● Given problem:
Convert all of the data below into a Markdown table, with the row number in an Index column and the line in an Entry column. Skip any blank lines.

● Data:
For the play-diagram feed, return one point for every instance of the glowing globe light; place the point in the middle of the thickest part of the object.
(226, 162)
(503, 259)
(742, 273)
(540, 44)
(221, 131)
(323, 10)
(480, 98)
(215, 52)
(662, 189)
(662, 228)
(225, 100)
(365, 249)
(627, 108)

● Response to the task:
| Index | Entry |
|---|---|
| 1 | For the play-diagram feed, return one point for every instance of the glowing globe light; place the point in the middle of the thickest part of the object. |
| 2 | (226, 162) |
| 3 | (503, 259) |
| 4 | (742, 273) |
| 5 | (540, 44) |
| 6 | (221, 131) |
| 7 | (323, 10) |
| 8 | (480, 98) |
| 9 | (215, 52) |
| 10 | (662, 189) |
| 11 | (662, 228) |
| 12 | (225, 100) |
| 13 | (365, 249) |
| 14 | (627, 108) |